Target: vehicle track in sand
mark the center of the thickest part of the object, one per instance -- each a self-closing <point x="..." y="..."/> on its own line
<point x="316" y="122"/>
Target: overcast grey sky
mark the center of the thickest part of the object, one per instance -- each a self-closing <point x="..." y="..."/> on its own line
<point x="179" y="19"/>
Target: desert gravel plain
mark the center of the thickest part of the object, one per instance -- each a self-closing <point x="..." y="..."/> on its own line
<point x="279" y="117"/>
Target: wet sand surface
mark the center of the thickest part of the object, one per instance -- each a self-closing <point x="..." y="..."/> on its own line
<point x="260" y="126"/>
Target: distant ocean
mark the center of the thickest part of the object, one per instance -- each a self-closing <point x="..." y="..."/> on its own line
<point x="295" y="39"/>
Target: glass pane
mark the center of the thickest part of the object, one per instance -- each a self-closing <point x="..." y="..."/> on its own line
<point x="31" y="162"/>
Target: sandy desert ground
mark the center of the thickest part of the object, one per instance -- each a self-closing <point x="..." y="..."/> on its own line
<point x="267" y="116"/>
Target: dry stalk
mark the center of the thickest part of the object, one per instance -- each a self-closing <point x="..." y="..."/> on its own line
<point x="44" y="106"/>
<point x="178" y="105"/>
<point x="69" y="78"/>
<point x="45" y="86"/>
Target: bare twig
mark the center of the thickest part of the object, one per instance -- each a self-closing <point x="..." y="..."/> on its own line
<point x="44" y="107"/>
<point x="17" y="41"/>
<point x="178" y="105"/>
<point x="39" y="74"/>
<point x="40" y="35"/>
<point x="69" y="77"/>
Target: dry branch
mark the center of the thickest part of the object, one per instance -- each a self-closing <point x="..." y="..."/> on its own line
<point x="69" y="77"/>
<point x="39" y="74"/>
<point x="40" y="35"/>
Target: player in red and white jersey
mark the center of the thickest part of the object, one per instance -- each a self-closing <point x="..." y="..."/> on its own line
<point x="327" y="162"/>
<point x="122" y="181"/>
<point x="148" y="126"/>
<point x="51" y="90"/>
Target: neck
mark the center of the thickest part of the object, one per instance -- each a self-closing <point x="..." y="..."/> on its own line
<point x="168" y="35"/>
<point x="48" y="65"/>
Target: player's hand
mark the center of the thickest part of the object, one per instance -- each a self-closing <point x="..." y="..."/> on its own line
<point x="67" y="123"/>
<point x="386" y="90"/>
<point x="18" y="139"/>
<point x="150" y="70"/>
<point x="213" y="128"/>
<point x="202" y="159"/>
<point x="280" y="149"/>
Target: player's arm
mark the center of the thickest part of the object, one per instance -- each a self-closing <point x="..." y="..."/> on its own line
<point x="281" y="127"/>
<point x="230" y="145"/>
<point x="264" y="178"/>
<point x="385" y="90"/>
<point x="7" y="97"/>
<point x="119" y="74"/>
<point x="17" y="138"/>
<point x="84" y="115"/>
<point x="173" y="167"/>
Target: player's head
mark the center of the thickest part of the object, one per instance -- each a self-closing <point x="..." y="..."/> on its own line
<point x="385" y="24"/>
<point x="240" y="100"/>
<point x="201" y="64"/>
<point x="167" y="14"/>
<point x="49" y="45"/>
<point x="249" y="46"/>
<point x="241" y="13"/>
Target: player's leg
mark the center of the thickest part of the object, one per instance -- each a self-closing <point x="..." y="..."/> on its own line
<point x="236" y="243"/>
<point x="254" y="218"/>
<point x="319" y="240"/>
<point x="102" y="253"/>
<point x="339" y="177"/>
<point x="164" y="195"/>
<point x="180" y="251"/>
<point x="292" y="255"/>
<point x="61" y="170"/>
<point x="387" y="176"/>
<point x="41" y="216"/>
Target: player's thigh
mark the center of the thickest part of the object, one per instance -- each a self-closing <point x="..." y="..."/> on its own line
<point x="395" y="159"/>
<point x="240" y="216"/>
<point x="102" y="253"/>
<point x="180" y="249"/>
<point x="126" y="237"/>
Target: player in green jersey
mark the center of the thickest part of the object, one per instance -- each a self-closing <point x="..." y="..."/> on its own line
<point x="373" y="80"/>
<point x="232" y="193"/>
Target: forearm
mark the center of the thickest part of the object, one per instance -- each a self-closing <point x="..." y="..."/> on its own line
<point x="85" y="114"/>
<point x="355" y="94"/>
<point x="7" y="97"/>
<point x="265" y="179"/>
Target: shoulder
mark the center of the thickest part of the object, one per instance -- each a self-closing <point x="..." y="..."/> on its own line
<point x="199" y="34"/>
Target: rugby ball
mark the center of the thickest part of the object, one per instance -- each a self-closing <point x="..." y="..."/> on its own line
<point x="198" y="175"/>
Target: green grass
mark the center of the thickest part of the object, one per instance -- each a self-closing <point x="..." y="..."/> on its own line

§ What to work on:
Reproduce all of the material above verbatim, line for line.

§ Correct output:
Target: vehicle track in sand
mark the center of the thickest part of the object, one per instance -- each a self-closing <point x="..." y="..."/> on its own line
<point x="316" y="122"/>
Target: overcast grey sky
mark the center of the thickest part of the object, one per instance -- each a self-closing <point x="..." y="..."/> on its own line
<point x="179" y="19"/>
Target: desert gravel plain
mark the center of the thickest part of the object, one per instance -- each a self-closing <point x="..." y="..."/> on its own line
<point x="279" y="117"/>
Target: wet sand surface
mark the center of the thickest part of the object, one per instance -- each a self-closing <point x="..." y="..."/> on its own line
<point x="260" y="126"/>
Target: distant ocean
mark the center of the thickest part of the object, one per instance -- each a self-closing <point x="..." y="..."/> on its own line
<point x="295" y="39"/>
Target: glass pane
mark the center of the thickest part of the object, one per instance -- each a self-closing <point x="..." y="..."/> on its own line
<point x="31" y="162"/>
Target: sandy desert ground
mark the center of the thickest part of the object, one per instance -- each a self-closing <point x="..." y="..."/> on its own line
<point x="267" y="116"/>
Target: dry stalk
mark the center of the thickest part of the object, one per instance -- each a self-closing <point x="..." y="..."/> on its own line
<point x="44" y="106"/>
<point x="178" y="105"/>
<point x="69" y="78"/>
<point x="45" y="86"/>
Target: bare twig
mark the center of the thickest part of the object, one per instance -- each a self-closing <point x="..." y="..."/> on its own line
<point x="44" y="107"/>
<point x="17" y="41"/>
<point x="178" y="105"/>
<point x="39" y="74"/>
<point x="40" y="35"/>
<point x="69" y="77"/>
Target: dry branch
mark the center of the thickest part of the object, one per instance -- each a self-closing <point x="..." y="..."/> on its own line
<point x="69" y="77"/>
<point x="39" y="74"/>
<point x="40" y="35"/>
Target: player in red and white jersey
mark the center of the thickest part of the object, one per instance -- each a self-closing <point x="..." y="..."/> on its own line
<point x="327" y="162"/>
<point x="122" y="181"/>
<point x="148" y="126"/>
<point x="51" y="90"/>
Target: neck
mark the center of the thickest part of the object, one per instance -- each a self-closing <point x="..." y="..."/> on its own line
<point x="168" y="35"/>
<point x="48" y="65"/>
Target: player's hand
mark the center of the thickest part of the object, one per instance -- each a self-closing <point x="..." y="..."/> on its own line
<point x="67" y="123"/>
<point x="386" y="90"/>
<point x="18" y="139"/>
<point x="150" y="70"/>
<point x="213" y="128"/>
<point x="202" y="159"/>
<point x="280" y="149"/>
Target: player's arm
mark the center of the thickest part of the object, one per instance -- each a self-closing <point x="..." y="..."/> on its own line
<point x="281" y="127"/>
<point x="230" y="145"/>
<point x="264" y="178"/>
<point x="385" y="90"/>
<point x="7" y="97"/>
<point x="119" y="74"/>
<point x="17" y="138"/>
<point x="84" y="115"/>
<point x="173" y="167"/>
Target: player's head
mark the center of the thickest part of the object, one per instance -- each a self-closing <point x="..." y="..."/> on its own line
<point x="385" y="24"/>
<point x="240" y="100"/>
<point x="201" y="64"/>
<point x="167" y="14"/>
<point x="49" y="45"/>
<point x="249" y="46"/>
<point x="241" y="13"/>
Target: player's leg
mark the center of the thickest part of the object, one per instance -- each a self-closing <point x="..." y="..."/> on its own line
<point x="236" y="243"/>
<point x="254" y="218"/>
<point x="319" y="240"/>
<point x="102" y="253"/>
<point x="339" y="177"/>
<point x="164" y="195"/>
<point x="180" y="251"/>
<point x="292" y="255"/>
<point x="61" y="170"/>
<point x="387" y="176"/>
<point x="41" y="216"/>
Target: player's thigh
mark the center of the thickest part of the object, one per instance -- each a self-closing <point x="..." y="..."/> on its own line
<point x="395" y="159"/>
<point x="240" y="216"/>
<point x="102" y="253"/>
<point x="180" y="249"/>
<point x="126" y="237"/>
Target: player in green jersey
mark the center of the thickest part of the object, one per instance -- each a self-closing <point x="..." y="..."/> on its own line
<point x="373" y="80"/>
<point x="232" y="193"/>
Target: forearm
mark the center of the thickest part of the object, one per instance -- each a self-closing <point x="..." y="..."/> on its own line
<point x="85" y="114"/>
<point x="355" y="94"/>
<point x="7" y="97"/>
<point x="265" y="179"/>
Target: shoulder
mark the center of the thickest part of the object, one per instance -- each a self-closing <point x="..." y="..."/> on its own line
<point x="199" y="34"/>
Target: rugby ball
mark the center of the thickest part of the object, one per instance -- each a self-closing <point x="..." y="..."/> on its own line
<point x="198" y="175"/>
Target: green grass
mark the center of the thickest part of the object, one per instance -- each a self-closing <point x="..." y="..."/> on its own line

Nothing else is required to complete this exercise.